╭─ TEXTE EXTRAIT

Dès le début de l’utilisation de
cette technique, j’ai réussi à relever le défi. En combinant les méthodes de «
scénarisation » et d’utilisation de lieux (dont il sera question dans un prochain
article), j’ai pu me souvenir sans commettre d’erreur d’une séquence de 52
cartes. Encore aujourd’hui, lorsque j’évoque ce moment, j’éprouve exactement le
même sentiment de réussite. Ce n’était pas seulement un accomplissement ;
c’était un exploit incroyablement stimulant pour moi. Je n’avais jamais
ressenti cela auparavant. J’étais comme ivre. Je n’allais sûrement pas
m’arrêter là !
En peu de temps, grâce à ma
curiosité, à mon obstination et à ma détermination, je suis parvenu à utiliser
cette stratégie pour mémoriser non pas un, mais plusieurs jeux de cartes d’un
seul coup d’œil. J’étais en train de décupler ma capacité de restitution, entre
autres choses. D’après moi, ces balbutiements ont mis en branle une suite
d’événements qui allaient engendrer une restructuration complète des multiples
fonctions de mon cerveau, en commençant par ma créativité.

╰─
╭─ LIGNES DE DONNÉES

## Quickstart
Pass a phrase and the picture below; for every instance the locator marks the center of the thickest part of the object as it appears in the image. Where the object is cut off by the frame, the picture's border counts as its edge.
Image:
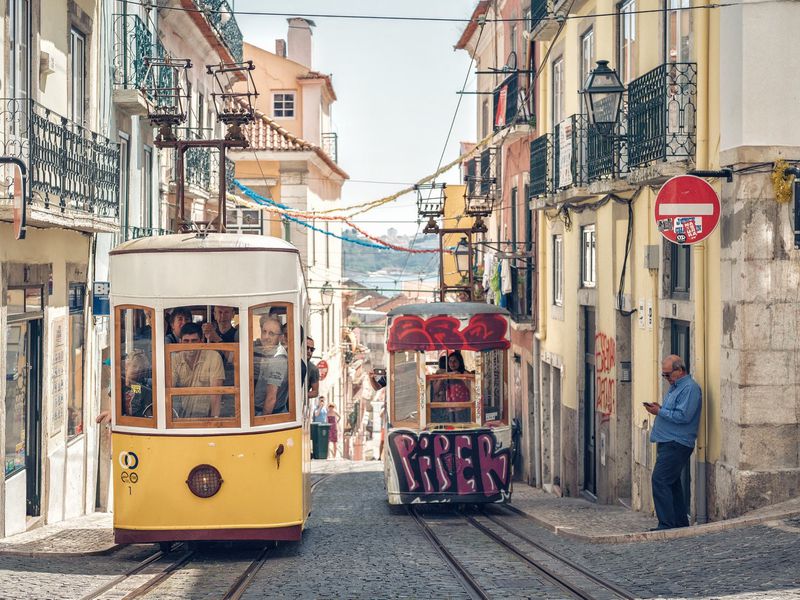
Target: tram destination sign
(687, 209)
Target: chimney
(299, 38)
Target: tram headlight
(204, 481)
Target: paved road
(356, 547)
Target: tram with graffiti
(448, 436)
(208, 431)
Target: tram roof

╰─

LISTE DES TÂCHES:
(1) Recopiez le passage de l'extrait sur la mémorisation des cartes qui s'ouvre sur les mots contenant « En peu de temps, grâce » et se clôt sur « par ma créativité. ».
(2) Dans l'ensemble des enregistrements, remplacez « tram » par « streetcar », sans rien modifier d'autre, puis reproduisez-les en omettant les images.
Le texte et les enregistrements n'ont aucun lien entre eux.

RÉPONSES PAR TÂCHE:
(1)
En peu de temps, grâce à ma
curiosité, à mon obstination et à ma détermination, je suis parvenu à utiliser
cette stratégie pour mémoriser non pas un, mais plusieurs jeux de cartes d’un
seul coup d’œil. J’étais en train de décupler ma capacité de restitution, entre
autres choses. D’après moi, ces balbutiements ont mis en branle une suite
d’événements qui allaient engendrer une restructuration complète des multiples
fonctions de mon cerveau, en commençant par ma créativité.

(2)
## Quickstart
Pass a phrase and the picture below; for every instance the locator marks the center of the thickest part of the object as it appears in the image. Where the object is cut off by the frame, the picture's border counts as its edge.
Image:
Target: streetcar destination sign
(687, 209)
Target: chimney
(299, 38)
Target: streetcar headlight
(204, 481)
Target: paved road
(356, 547)
Target: streetcar with graffiti
(448, 436)
(208, 431)
Target: streetcar roof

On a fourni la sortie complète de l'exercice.